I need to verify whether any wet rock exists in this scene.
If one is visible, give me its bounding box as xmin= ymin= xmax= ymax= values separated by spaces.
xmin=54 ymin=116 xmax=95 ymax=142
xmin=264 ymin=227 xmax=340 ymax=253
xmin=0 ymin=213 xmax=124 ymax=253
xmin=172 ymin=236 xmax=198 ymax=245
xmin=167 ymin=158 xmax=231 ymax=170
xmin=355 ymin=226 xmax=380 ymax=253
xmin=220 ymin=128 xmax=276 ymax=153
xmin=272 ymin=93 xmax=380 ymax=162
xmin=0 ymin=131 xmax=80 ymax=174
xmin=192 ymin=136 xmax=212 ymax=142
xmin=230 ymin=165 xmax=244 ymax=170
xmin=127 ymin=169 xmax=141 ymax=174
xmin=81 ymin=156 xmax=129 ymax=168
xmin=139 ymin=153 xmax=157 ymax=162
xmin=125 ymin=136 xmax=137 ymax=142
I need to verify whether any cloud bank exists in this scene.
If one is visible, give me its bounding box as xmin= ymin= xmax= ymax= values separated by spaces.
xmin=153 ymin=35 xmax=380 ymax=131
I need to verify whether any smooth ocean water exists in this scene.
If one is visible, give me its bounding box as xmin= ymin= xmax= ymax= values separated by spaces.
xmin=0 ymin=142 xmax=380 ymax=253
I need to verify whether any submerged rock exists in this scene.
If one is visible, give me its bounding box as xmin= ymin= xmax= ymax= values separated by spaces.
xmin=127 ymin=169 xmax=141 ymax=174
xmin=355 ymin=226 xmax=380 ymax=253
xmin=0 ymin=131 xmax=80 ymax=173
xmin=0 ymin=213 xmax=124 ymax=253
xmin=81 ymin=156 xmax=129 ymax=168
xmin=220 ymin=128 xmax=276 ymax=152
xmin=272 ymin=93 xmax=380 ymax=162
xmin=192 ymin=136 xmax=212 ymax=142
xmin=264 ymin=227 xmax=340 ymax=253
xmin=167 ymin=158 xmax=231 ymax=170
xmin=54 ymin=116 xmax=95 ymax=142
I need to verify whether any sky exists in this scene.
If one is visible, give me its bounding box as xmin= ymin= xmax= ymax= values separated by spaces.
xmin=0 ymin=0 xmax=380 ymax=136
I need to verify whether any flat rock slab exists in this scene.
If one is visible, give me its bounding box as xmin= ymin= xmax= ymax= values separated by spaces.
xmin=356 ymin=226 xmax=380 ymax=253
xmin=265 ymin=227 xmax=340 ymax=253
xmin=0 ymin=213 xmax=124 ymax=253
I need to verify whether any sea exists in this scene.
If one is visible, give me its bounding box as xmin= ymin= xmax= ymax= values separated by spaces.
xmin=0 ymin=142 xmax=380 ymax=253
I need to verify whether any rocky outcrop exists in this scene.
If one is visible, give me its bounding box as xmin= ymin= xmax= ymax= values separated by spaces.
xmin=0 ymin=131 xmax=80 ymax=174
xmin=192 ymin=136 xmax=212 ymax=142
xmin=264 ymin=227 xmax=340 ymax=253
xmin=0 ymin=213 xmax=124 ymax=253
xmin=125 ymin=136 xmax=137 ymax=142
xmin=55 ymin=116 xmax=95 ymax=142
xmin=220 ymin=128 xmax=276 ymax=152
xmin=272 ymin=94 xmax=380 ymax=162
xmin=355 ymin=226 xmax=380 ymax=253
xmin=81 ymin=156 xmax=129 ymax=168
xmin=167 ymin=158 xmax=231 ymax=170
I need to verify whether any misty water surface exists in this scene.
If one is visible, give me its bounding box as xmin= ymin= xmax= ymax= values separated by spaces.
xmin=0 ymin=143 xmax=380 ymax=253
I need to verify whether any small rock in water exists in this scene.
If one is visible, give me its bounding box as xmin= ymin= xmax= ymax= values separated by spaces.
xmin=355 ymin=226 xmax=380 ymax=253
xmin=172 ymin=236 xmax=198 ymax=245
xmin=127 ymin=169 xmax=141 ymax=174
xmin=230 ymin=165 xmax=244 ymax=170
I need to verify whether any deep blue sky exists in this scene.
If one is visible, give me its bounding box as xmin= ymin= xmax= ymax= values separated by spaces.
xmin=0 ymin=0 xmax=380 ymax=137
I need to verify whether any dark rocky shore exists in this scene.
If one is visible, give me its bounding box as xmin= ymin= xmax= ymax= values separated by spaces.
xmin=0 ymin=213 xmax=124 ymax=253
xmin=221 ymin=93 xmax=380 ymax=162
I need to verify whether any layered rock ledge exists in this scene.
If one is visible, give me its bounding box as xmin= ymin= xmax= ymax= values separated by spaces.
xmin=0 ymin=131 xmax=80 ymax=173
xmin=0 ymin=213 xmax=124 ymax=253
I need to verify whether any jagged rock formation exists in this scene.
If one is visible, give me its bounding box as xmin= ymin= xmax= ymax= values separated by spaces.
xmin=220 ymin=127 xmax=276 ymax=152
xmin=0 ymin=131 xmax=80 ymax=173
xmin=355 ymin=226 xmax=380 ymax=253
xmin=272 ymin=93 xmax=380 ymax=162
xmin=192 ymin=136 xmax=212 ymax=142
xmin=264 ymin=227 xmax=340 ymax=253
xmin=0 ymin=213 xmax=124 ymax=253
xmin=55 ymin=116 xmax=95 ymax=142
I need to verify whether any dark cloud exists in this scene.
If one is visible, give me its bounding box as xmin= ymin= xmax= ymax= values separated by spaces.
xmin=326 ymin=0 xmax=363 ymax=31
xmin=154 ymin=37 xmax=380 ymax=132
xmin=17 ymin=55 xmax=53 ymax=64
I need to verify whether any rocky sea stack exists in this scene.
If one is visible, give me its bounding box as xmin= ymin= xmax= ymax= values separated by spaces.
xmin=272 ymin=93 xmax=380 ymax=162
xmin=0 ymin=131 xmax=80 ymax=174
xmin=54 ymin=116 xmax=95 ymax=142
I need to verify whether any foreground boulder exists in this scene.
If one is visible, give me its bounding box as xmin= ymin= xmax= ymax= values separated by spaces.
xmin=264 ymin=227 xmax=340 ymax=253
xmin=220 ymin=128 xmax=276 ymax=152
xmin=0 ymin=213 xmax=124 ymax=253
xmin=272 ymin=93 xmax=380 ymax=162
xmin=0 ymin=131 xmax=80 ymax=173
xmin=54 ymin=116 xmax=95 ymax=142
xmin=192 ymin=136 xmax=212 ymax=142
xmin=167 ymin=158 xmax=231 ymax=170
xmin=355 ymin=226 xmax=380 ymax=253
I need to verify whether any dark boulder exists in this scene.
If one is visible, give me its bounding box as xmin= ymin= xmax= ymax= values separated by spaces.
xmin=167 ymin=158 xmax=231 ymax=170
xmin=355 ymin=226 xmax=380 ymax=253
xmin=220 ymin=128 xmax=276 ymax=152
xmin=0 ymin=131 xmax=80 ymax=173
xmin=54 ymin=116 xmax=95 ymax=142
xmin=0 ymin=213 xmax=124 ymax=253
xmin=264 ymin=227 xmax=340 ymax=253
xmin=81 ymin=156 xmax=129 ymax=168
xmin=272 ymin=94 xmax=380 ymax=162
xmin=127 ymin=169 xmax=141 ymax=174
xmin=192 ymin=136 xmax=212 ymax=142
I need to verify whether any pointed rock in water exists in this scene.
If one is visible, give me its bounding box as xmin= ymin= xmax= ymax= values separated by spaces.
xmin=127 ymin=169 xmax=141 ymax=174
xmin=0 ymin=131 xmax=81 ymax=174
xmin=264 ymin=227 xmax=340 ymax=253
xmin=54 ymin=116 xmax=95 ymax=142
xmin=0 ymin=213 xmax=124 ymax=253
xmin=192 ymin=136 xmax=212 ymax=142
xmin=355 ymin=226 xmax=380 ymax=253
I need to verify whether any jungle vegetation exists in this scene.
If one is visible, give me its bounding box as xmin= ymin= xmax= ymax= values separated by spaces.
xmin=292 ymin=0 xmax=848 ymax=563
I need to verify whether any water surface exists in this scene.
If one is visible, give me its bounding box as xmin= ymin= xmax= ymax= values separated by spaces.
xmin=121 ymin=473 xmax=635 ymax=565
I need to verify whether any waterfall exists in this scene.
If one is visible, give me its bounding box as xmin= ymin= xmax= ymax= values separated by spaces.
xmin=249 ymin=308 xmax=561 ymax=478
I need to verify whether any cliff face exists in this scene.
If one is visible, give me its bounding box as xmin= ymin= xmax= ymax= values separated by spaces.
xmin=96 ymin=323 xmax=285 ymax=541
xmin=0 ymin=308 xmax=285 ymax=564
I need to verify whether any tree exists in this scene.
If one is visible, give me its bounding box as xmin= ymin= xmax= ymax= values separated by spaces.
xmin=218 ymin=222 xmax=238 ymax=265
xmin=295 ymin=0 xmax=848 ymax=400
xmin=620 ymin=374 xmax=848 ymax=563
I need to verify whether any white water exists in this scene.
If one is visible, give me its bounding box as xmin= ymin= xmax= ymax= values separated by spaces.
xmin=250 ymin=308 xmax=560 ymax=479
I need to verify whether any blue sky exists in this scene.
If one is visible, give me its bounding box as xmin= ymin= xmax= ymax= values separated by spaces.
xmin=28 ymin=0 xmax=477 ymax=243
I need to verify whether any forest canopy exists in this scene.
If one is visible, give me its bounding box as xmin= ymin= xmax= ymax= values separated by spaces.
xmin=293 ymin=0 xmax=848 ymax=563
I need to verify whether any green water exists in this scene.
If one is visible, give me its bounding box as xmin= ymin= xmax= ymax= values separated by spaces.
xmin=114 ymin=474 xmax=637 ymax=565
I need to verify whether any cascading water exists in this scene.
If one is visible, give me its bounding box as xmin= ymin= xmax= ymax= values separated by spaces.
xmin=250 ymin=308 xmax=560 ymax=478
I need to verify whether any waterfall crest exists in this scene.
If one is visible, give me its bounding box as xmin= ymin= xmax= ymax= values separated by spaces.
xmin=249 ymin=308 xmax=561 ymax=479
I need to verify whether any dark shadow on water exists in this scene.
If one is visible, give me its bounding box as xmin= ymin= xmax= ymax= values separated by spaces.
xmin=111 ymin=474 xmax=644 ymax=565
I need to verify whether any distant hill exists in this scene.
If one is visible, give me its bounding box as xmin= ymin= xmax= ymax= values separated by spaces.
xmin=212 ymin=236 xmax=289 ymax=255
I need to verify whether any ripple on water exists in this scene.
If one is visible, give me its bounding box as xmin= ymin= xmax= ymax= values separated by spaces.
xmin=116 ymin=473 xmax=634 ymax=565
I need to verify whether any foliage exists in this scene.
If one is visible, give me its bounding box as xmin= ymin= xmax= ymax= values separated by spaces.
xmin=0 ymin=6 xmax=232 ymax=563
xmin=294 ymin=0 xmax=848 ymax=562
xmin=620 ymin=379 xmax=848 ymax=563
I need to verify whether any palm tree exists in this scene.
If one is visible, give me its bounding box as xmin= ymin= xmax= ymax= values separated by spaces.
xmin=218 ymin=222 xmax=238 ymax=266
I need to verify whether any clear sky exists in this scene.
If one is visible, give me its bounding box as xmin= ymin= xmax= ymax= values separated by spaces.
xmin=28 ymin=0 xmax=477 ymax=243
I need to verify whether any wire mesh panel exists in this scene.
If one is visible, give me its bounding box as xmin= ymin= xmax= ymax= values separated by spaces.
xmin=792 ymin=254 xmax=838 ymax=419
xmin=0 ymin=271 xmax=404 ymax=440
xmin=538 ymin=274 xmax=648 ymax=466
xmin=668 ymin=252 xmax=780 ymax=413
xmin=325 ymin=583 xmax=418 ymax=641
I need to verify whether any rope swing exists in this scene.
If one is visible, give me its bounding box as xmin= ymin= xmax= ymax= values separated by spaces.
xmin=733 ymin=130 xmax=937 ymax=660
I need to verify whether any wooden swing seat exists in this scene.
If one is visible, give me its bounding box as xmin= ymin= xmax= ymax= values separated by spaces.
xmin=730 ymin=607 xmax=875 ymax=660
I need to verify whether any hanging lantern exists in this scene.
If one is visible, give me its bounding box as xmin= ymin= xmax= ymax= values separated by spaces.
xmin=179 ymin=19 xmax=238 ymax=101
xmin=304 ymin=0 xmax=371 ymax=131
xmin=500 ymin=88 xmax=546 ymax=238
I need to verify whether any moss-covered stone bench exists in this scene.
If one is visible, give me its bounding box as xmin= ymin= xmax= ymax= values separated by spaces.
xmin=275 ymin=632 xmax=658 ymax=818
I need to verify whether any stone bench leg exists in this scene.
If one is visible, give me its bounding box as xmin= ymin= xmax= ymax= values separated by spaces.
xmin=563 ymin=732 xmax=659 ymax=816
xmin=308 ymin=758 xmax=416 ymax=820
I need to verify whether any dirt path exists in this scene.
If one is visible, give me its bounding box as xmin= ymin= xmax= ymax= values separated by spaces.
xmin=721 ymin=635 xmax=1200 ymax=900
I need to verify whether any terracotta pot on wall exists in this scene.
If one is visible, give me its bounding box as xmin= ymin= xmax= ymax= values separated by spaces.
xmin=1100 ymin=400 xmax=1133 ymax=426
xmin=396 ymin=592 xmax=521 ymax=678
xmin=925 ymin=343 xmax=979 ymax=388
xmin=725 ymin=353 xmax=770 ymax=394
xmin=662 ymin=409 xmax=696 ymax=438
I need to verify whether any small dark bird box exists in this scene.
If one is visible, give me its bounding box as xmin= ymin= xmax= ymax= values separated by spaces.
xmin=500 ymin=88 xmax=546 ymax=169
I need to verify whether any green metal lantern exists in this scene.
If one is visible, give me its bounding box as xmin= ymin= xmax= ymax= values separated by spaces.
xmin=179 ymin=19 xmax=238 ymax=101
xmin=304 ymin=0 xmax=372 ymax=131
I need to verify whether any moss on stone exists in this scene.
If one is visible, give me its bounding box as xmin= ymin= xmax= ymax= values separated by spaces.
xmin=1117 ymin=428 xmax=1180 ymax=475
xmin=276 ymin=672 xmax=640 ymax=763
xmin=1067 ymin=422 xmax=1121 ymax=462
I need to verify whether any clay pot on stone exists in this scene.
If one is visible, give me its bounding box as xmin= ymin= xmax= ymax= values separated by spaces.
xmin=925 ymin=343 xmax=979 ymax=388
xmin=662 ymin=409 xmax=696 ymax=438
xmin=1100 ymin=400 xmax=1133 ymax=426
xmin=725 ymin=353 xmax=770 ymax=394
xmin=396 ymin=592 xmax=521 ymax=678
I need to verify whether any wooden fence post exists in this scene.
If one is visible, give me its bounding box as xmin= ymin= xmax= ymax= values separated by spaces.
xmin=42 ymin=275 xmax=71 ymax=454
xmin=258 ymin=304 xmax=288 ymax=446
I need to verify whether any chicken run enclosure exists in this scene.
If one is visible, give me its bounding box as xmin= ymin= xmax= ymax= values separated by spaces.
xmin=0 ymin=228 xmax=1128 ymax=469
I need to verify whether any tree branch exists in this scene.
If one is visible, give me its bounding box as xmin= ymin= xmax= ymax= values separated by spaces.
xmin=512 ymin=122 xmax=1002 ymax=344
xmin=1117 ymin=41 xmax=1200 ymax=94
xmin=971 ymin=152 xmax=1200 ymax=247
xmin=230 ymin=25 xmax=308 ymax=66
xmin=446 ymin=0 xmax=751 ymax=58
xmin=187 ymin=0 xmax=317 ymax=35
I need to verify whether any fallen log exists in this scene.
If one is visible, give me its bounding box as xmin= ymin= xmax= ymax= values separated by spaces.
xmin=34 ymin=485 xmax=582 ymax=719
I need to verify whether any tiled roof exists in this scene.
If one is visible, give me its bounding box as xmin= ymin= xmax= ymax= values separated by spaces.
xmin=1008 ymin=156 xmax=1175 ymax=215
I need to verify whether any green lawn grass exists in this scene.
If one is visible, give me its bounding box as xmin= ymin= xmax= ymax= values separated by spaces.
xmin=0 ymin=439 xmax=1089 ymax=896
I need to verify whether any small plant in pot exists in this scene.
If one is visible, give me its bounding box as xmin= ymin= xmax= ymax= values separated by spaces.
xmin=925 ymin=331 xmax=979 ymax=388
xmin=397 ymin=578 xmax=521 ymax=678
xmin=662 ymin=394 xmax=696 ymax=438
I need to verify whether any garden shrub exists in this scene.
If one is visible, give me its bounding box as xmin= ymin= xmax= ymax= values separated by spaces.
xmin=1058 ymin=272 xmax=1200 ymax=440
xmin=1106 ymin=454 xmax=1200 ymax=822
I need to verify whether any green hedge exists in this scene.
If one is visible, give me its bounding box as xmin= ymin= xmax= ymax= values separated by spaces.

---+---

■ **Instructions for the task**: Reproduce the lines of the data verbatim, starting at the line containing "I need to verify whether any moss-covered" and ending at the line containing "xmin=275 ymin=632 xmax=658 ymax=818", inclusive of both.

■ **Finished answer**:
I need to verify whether any moss-covered stone bench exists in this scene.
If one is visible, give me its bounding box as xmin= ymin= xmax= ymax= values separated by spaces.
xmin=275 ymin=632 xmax=658 ymax=818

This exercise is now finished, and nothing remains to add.